For each statement, decide whether the job quality text below agrees with it. Answer yes or no, and quote the words of the text that settle it.
1. The SOEP-CORE.v36 package holds 59 datasets.
2. Every dataset was brought in directly with read_stata, with no other software involved.
3. Older workers may care more about security than younger ones.

Passage:
^^^^^^^^^^^^^^^^

Introduction

Most people spend a large part of their adult lives to work in paid jobs. Therefore, the quality of employment is significantly associated with individual well-being and life satisfaction. For organizations, though it tends to be costly to create high-quality jobs, the initial investments can eventually pay off with higher productivity. Therefore, identifying the core components of job quality and improving working conditions are of interests to both parties: employers and employees.

With that in mind, this project has three main objectives:

Key components of a good job

A good job should consist of various aspects of working conditions that bring positive improvements to employees. According to Holman (2013), there are five main aspects of job quality:

Personality and socio-demographics

The notion of a "good" or "bad" job may vary from person to person, depending on their expectation and standards. For instance, young employees may expect a job with more autonomy, flexible environments, and many opportunities to learn, while older workers may put more importance on fewer working hours and more security.

Two relevant proxies can help quantify individuals' expectations at work:

Data overview and transformation

The data in this reasearch was extracted from the SOEP-CORE.v36, a longitudinal study conducted by the German Institute for Economic Research (DIW Berlin) and involved more than 30,000 individuals and 15,000 households in Germany since 1984. The original package contains 15.5 GB of data with 59 datasets on various topics.

After completing initial research, I determined 4 necessary datasets with relevant data for the project:

Import data

All datasets are in the .dta extension, so I use read_stata to import them. For the pl and big5 datasets, because the original file is very large (almost 5GB), I used Stata to pre-selected the necessart variables and exported into the .csv file for quicker importing.

^^^^^^^^^^^^^^^^

Information shown:
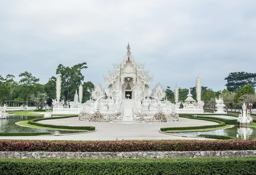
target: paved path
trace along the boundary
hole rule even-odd
[[[168,123],[93,122],[81,121],[78,117],[42,120],[40,123],[60,125],[92,126],[96,132],[59,136],[0,136],[0,139],[63,140],[118,140],[208,139],[202,138],[188,138],[163,134],[161,127],[188,127],[213,125],[218,123],[203,120],[180,118],[180,120]]]

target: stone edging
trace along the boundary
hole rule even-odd
[[[0,158],[141,158],[256,156],[256,150],[145,152],[0,152]]]

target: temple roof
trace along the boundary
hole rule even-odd
[[[104,80],[106,82],[107,85],[109,86],[113,84],[117,78],[119,77],[120,72],[122,72],[128,61],[130,61],[132,66],[136,70],[137,76],[140,78],[141,81],[145,85],[150,86],[151,82],[153,81],[153,76],[149,76],[148,75],[149,72],[144,71],[144,64],[135,62],[134,59],[131,55],[131,48],[129,43],[128,43],[126,48],[127,49],[126,55],[123,58],[122,62],[121,64],[113,64],[114,71],[109,71],[108,76],[104,76]]]

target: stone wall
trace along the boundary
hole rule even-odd
[[[0,152],[0,158],[139,158],[256,156],[256,150],[146,152]]]

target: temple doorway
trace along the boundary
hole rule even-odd
[[[131,99],[131,91],[125,91],[125,99]]]

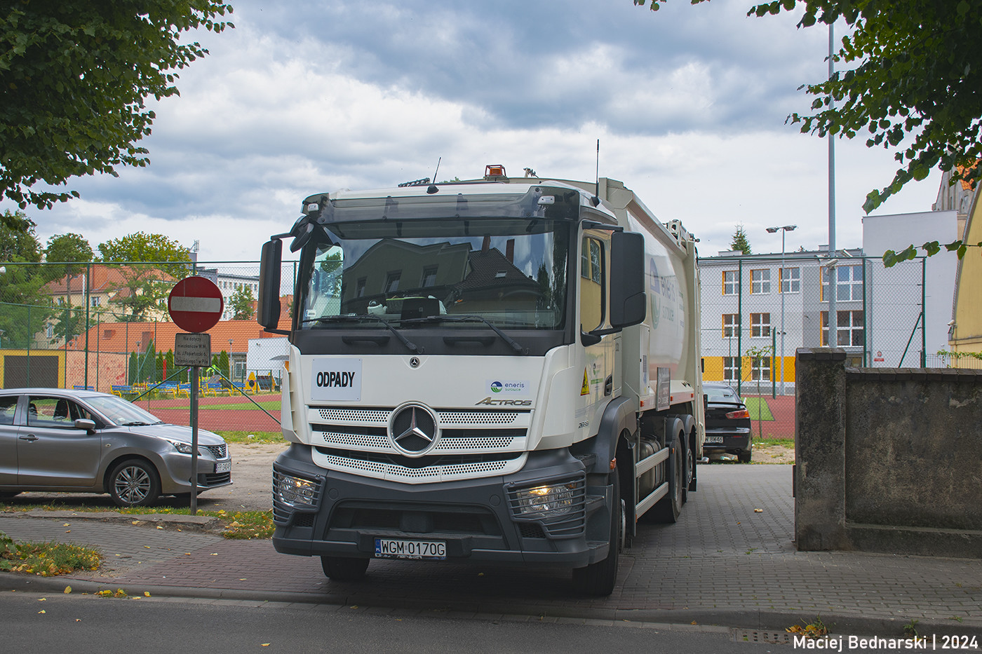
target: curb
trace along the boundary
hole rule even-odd
[[[118,583],[93,581],[73,577],[37,577],[17,572],[0,572],[0,591],[21,591],[37,593],[61,593],[65,586],[71,585],[74,593],[97,593],[100,590],[115,590]],[[327,604],[343,607],[357,604],[359,608],[386,608],[396,610],[413,610],[416,612],[452,612],[455,616],[524,616],[541,619],[589,620],[591,622],[608,622],[611,625],[620,623],[640,623],[660,625],[680,625],[700,627],[718,627],[725,628],[742,628],[755,630],[771,630],[787,633],[787,628],[792,625],[801,625],[803,619],[811,618],[811,614],[790,611],[767,610],[688,610],[688,609],[576,609],[558,606],[543,608],[538,605],[515,602],[468,602],[448,600],[446,602],[426,601],[419,599],[404,600],[392,598],[382,603],[365,604],[357,596],[346,593],[295,593],[287,591],[246,591],[222,588],[200,588],[190,586],[157,586],[141,585],[126,589],[134,597],[144,592],[151,597],[210,599],[228,601],[280,602],[297,604]],[[378,597],[372,597],[378,602]],[[821,614],[822,622],[829,627],[832,635],[865,635],[888,638],[902,638],[903,627],[910,620],[906,618],[873,618],[848,614]],[[977,623],[977,624],[976,624]],[[956,623],[924,619],[917,623],[920,634],[935,635],[967,635],[982,634],[982,621]]]

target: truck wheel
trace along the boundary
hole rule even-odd
[[[324,574],[335,581],[355,581],[365,575],[367,559],[348,559],[344,557],[321,557],[320,567]]]
[[[621,551],[621,527],[624,524],[624,512],[621,503],[621,480],[617,470],[611,473],[614,477],[614,498],[611,503],[610,548],[607,558],[590,564],[586,568],[573,570],[573,586],[577,593],[606,597],[614,592],[617,585],[617,563]]]
[[[669,457],[669,494],[652,508],[654,518],[659,522],[677,522],[682,513],[682,494],[685,481],[685,460],[682,458],[682,437],[676,434],[672,442],[673,452]]]

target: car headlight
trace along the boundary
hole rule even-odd
[[[181,454],[191,454],[191,452],[193,452],[193,450],[191,450],[191,443],[185,443],[184,441],[173,441],[169,438],[164,440],[173,445],[174,449],[180,452]]]
[[[512,491],[512,510],[521,518],[562,516],[576,503],[576,482],[519,488]]]
[[[290,507],[317,506],[317,482],[273,471],[273,499]]]

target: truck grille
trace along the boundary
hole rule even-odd
[[[314,448],[313,462],[328,469],[409,484],[509,474],[524,465],[524,453],[446,455],[409,459],[397,455]]]

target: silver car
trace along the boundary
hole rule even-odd
[[[198,429],[197,492],[232,483],[218,434]],[[190,495],[191,429],[122,398],[52,388],[0,390],[0,497],[109,493],[121,507]]]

^^^^^^^^^^^^^^^^

Problem solution:
1. Yes: "The original package contains 15.5 GB of data with 59 datasets on various topics."
2. No: "For the pl and big5 datasets, because the original file is very large (almost 5GB), I used Stata"
3. Yes: "older workers may put more importance on fewer working hours and more security."